Yönerge: Aşağıdaki metinde "Oysa o kul" diye başlayan paragrafı, ana bilgilerini koruyarak kısa bir madde listesi hâlinde yeniden yazın.

Verilen metin:
◇ ◇ ◇ ◇

Oysa o kul, rahmetine göz diken biri gibi inlemekte, tevhit ehlinin diliyle seni çağırmakta ve Rububiyet makamını vasıta ederek sana yakarmaktadır.
O Müslüman kulun, daha önceleri de kendisine gösterdiğin merhametini yine umduğu halde, nasıl azapta kalabilir?
Ya da senin ihsan ve merhametini ümit ettiği halde ateş nasıl onu incitebilir?
Yahut Sen onun sesini işittiğin ve durumunu gördüğün halde ateş nasıl onu yakabilir?
Ya da, Sen onun zaaf ve güçsüzlüğünü bildiğin halde cehennemin alevleri onu nasıl kuşatabilir?
Ya da Sen onun sadakat ve doğruluğunu bildiğin halde, cehennemin tabakaları arasında nasıl kıvranıp durur?
Yahut, o, seni "Ey Rabbim" diye çağırırken, cehennemin azap melekleri (zebanileri) nasıl ona eziyet edebilir?
Ya da cehennemden kurtulmak için senin lütuf ve keremini dilediği halde onu nasıl orada bırakırsın?
Sen münezzehsin, hakkında bunlar düşünülemez; senin fazlınla ilgili bilinenler bunlar değildir; ve bunlar senin muvahhit insanlara yaptığın ihsan ve iyiliklere benzeyen şeyler de değildir.
Ben kesinlikle biliyorum ki, eğer Seni inkar edenlerin azabına hükmetmeseydin ve düşmanlarını ebedi azaba duçar etmeyi kararlaştırmasaydın, ateşi tamamıyla soğuk ve selametli kılardın da oraya hiç kimse girmezdi.
Ama Sen, isimleri mukaddes olan! Cehennemi, insanların ve cinlerin kafirleriyle doldurmaya ve inatçı kafirleri orada ebedi olarak tutmaya yemin ettin.

◇ ◇ ◇ ◇

Kayıtlı veriler:

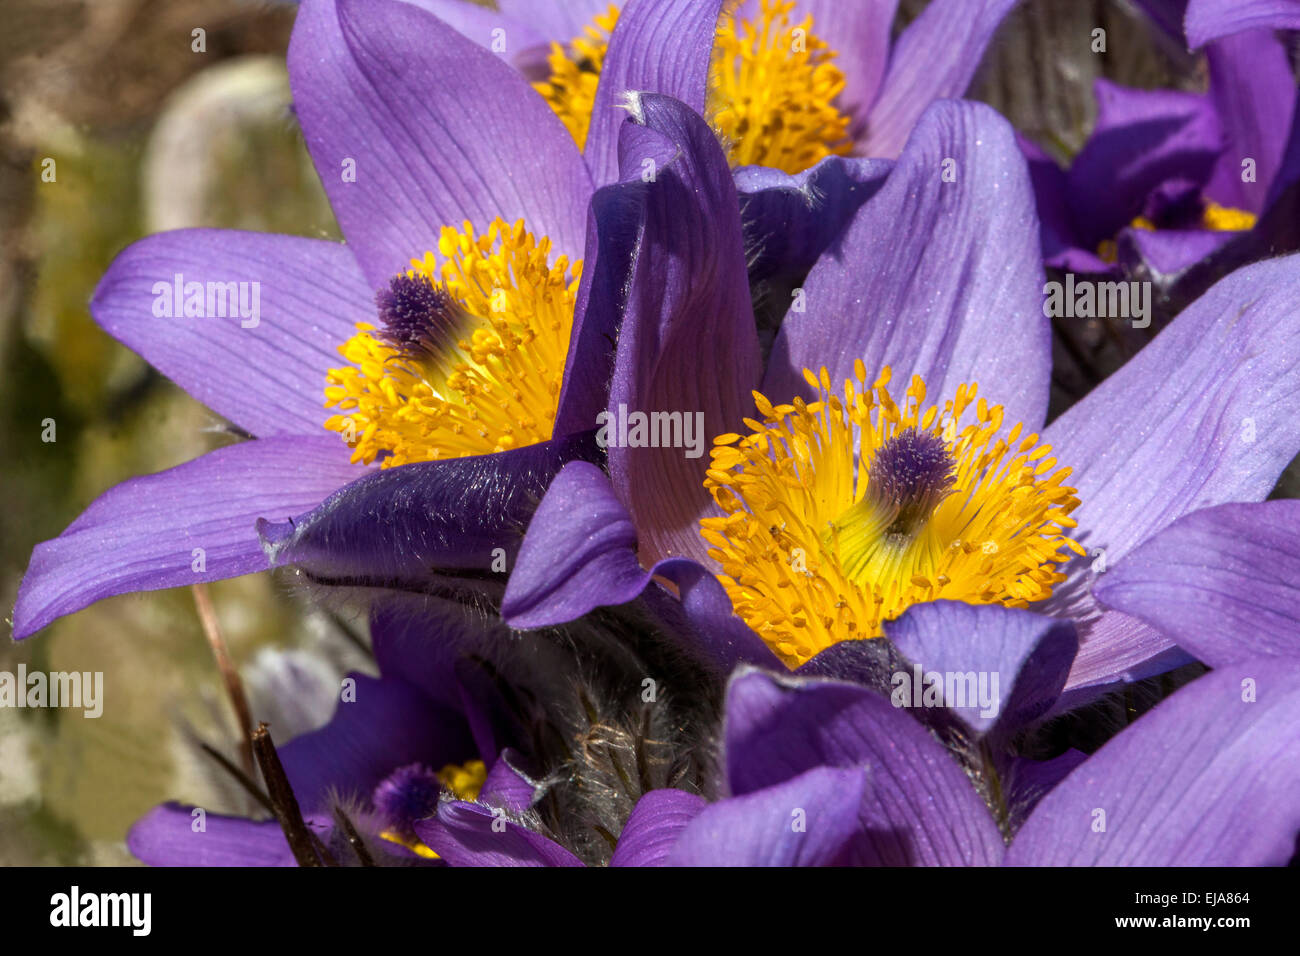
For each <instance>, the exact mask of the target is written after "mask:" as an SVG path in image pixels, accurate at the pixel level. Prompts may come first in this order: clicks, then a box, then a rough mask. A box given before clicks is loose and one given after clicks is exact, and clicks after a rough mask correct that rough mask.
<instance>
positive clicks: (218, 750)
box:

◇ ◇ ◇ ◇

Yanıt:
- Müslüman kul, rahmete göz dikmiş biri gibi inler, tevhit ehlinin diliyle Rabbini çağırır ve Rububiyet makamını vasıta ederek yakarır.
- Şu sorular sorulur: Kul, daha önce gördüğü merhameti yine umarken nasıl azapta kalabilir? İhsan ve merhamet umarken ateş onu nasıl incitebilir? Sesi işitilip durumu görülürken ateş onu nasıl yakabilir? Zaafı ve güçsüzlüğü bilinirken cehennem alevleri onu nasıl kuşatabilir? Sadakati ve doğruluğu bilinirken cehennem tabakaları arasında nasıl kıvranabilir? "Ey Rabbim" diye çağırırken zebaniler ona nasıl eziyet edebilir? Kurtulmak için lütuf ve kerem dilerken orada nasıl bırakılabilir?
- Sen münezzehsin. Bunlar senin hakkında düşünülemez. Bunlar ne senin bilinen fazlına ne de muvahhitlere yaptığın ihsan ve iyiliklere benzer.
- Seni inkâr edenlerin azabına hükmetmeseydin ve düşmanlarını ebedi azaba uğratmayı kararlaştırmasaydın, ateşi tamamen soğuk ve selametli kılardın, oraya hiç kimse girmezdi.
- Ancak cehennemi insanların ve cinlerin kâfirleriyle doldurmaya, inatçı kâfirleri de orada ebediyen tutmaya yemin ettin.